▶ **REQUIREMENTS**
In the listing below, switch every "Target" to "Object", leave everything else unchanged, and write the listing out again without the pictures.

▶ **DATA SUPPLIED**
>> Start
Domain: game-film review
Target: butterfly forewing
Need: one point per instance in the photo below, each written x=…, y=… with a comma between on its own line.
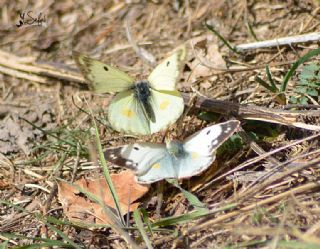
x=168, y=107
x=126, y=115
x=139, y=157
x=103, y=78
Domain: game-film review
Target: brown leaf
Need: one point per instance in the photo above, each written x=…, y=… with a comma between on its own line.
x=81, y=209
x=208, y=58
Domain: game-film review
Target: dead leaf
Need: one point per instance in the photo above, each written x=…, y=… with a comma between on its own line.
x=79, y=208
x=208, y=58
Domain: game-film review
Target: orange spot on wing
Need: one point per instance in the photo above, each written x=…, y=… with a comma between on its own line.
x=156, y=166
x=164, y=104
x=127, y=113
x=194, y=155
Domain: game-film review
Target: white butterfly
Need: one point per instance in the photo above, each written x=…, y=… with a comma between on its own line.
x=153, y=162
x=139, y=107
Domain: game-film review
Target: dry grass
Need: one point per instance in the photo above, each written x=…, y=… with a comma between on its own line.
x=269, y=201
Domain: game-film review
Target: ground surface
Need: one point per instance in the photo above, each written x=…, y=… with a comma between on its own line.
x=44, y=132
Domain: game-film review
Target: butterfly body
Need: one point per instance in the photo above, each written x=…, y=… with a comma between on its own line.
x=142, y=93
x=139, y=107
x=153, y=162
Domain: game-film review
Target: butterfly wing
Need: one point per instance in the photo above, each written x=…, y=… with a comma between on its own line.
x=103, y=78
x=165, y=75
x=126, y=115
x=150, y=162
x=200, y=148
x=159, y=170
x=167, y=106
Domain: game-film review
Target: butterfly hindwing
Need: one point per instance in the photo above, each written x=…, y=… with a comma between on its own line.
x=159, y=170
x=206, y=141
x=103, y=78
x=167, y=106
x=140, y=157
x=126, y=115
x=154, y=162
x=165, y=75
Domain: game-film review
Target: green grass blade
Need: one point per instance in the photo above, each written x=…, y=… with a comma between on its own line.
x=193, y=200
x=303, y=59
x=274, y=87
x=42, y=219
x=298, y=245
x=4, y=245
x=139, y=223
x=264, y=84
x=107, y=174
x=48, y=242
x=180, y=219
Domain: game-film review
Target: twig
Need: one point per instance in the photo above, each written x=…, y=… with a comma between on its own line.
x=280, y=41
x=278, y=116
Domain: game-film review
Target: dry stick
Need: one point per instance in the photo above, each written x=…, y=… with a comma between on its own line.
x=10, y=65
x=280, y=41
x=270, y=115
x=259, y=158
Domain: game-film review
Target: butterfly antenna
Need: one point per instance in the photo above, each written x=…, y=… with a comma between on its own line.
x=86, y=112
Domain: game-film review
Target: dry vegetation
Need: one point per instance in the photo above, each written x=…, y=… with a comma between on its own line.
x=263, y=194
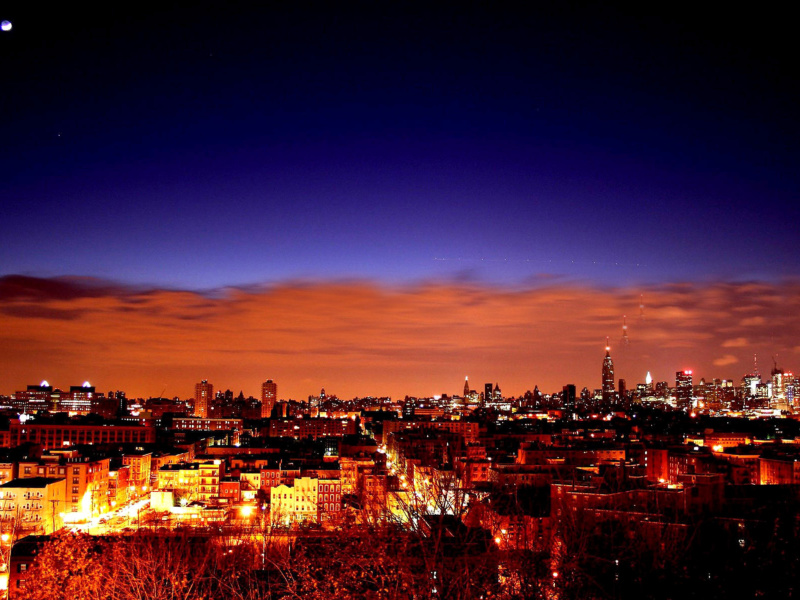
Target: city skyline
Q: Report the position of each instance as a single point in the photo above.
(385, 342)
(381, 200)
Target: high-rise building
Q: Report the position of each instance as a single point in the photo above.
(269, 395)
(568, 397)
(203, 393)
(608, 388)
(683, 390)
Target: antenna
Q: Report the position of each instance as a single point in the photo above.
(625, 340)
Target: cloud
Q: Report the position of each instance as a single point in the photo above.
(359, 338)
(753, 321)
(728, 359)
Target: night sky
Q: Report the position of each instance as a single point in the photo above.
(383, 198)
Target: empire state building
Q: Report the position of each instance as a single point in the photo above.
(609, 392)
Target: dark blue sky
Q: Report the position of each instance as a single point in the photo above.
(224, 145)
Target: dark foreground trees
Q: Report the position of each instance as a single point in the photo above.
(441, 559)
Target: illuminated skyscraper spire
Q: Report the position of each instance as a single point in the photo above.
(625, 340)
(608, 388)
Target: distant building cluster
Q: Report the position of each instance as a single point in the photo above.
(654, 457)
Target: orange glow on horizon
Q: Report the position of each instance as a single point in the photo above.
(359, 339)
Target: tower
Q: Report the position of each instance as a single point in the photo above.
(568, 397)
(203, 392)
(625, 340)
(269, 395)
(608, 388)
(683, 390)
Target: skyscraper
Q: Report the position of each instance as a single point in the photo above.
(269, 395)
(203, 393)
(608, 377)
(683, 390)
(568, 397)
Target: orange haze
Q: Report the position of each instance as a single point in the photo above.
(359, 338)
>> End
▶ **WRITTEN SOLUTION**
Domain: game-film review
Object: butterfly forewing
Need: one point per instance in the photo below, each written x=…, y=… with a comma between on its own line.
x=168, y=107
x=126, y=115
x=139, y=157
x=103, y=78
Domain: game-film review
Object: brown leaf
Need: one point per instance in the photo above, each written x=…, y=… with a comma between on its own line.
x=81, y=209
x=208, y=58
Domain: game-film review
Object: dead leaf
Need: one point per instance in the photo above, each written x=…, y=… with a comma between on its own line.
x=79, y=208
x=208, y=58
Domain: game-film review
Object: orange spot on wing
Need: one point per instance in the photo above, each written x=…, y=… with a comma between on its own line.
x=156, y=166
x=164, y=104
x=127, y=113
x=194, y=155
Domain: game-film review
Object: white butterfly
Need: one point per instance in the photo above, each written x=…, y=… with a comma between on its own line.
x=153, y=162
x=139, y=107
Domain: game-film review
Object: dry grass
Need: one point per instance in the photo above, each written x=…, y=… with a comma between on its own line.
x=269, y=201
Domain: game-film review
Object: ground surface
Need: one point per instance in the photo above, each written x=…, y=… with a comma between on its own line.
x=44, y=132
Domain: game-film review
Object: butterfly body
Need: one point per instance in the photo above, each written x=…, y=… with a comma between on its own line.
x=142, y=93
x=139, y=107
x=153, y=162
Domain: game-film review
Object: butterfly wing
Need: one point per instance in the photo above, each written x=…, y=… with a comma between on its own line.
x=103, y=78
x=165, y=75
x=126, y=115
x=150, y=162
x=200, y=148
x=159, y=170
x=167, y=106
Domain: game-film review
Object: butterfly hindwing
Need: one point per instance in the photo above, each written x=…, y=… with a comma between on its own line.
x=159, y=170
x=206, y=141
x=103, y=78
x=167, y=106
x=140, y=157
x=126, y=115
x=154, y=162
x=165, y=75
Domain: game-film review
Object: green grass blade
Need: one point per instance in the photo above, each written x=…, y=… with a comma between on its own line.
x=193, y=200
x=303, y=59
x=274, y=87
x=42, y=219
x=298, y=245
x=4, y=245
x=139, y=223
x=264, y=84
x=107, y=174
x=48, y=242
x=180, y=219
Domain: game-film review
Object: twig
Need: one point per instance in the photo above, each written x=…, y=… with a comma between on its own line.
x=280, y=41
x=278, y=116
Domain: game-film review
Object: dry stick
Need: one point per instance in the photo above, each written x=…, y=… with a comma between on its own line.
x=10, y=65
x=280, y=41
x=270, y=115
x=259, y=158
Domain: game-film review
Object: butterfly antenna
Need: one point per instance in the photo above, each written x=…, y=… with a comma between on its own line.
x=86, y=112
Domain: game-film review
Object: dry vegetation
Need: one point per instance in the photo above, each written x=…, y=… with a comma between on its own line.
x=263, y=194
Object: city skyline
Q: Report the position of each instance as a single point in the photo above.
(385, 342)
(381, 200)
Object: high-rise building
Q: Report the position of each instance as a single point in the photo above.
(269, 395)
(568, 397)
(203, 393)
(608, 388)
(683, 390)
Object: antenna
Q: Report the position of each instance as a single point in the photo above.
(625, 340)
Object: cloud
Q: Report the position of each instance as a single point in the photo above.
(359, 338)
(753, 321)
(728, 359)
Object: night sky
Q: Report the position of each instance as a single point in the photo above.
(383, 198)
Object: empire state building
Q: Report the position of each instance as a single point in the photo above.
(609, 392)
Object: dark blue sky
Q: Report the position of each instance as a single point in the photo above.
(224, 145)
Object: dark foreground trees
Q: Report the position of each instance as a single point in the photo above.
(441, 559)
Object: illuminated skyscraper spire
Q: Report the position of each instance as a single point in the photo above.
(625, 340)
(608, 388)
Object: distant building cluster
Q: Report the position of each instance as a single point in the photo above.
(654, 457)
Object: orange glow on horizon
Q: Report the position of each instance as a single point in the photo above.
(359, 339)
Object: tower
Q: Report the position of each instance as a single point in the photo above.
(568, 397)
(203, 392)
(625, 340)
(269, 395)
(608, 388)
(683, 390)
Object: skyscraper
Q: Report the position of each instance as a single point in the photo above.
(269, 395)
(203, 393)
(608, 377)
(683, 390)
(568, 397)
Object: orange haze
Q: Report the position of each instance as a single point in the photo above.
(359, 338)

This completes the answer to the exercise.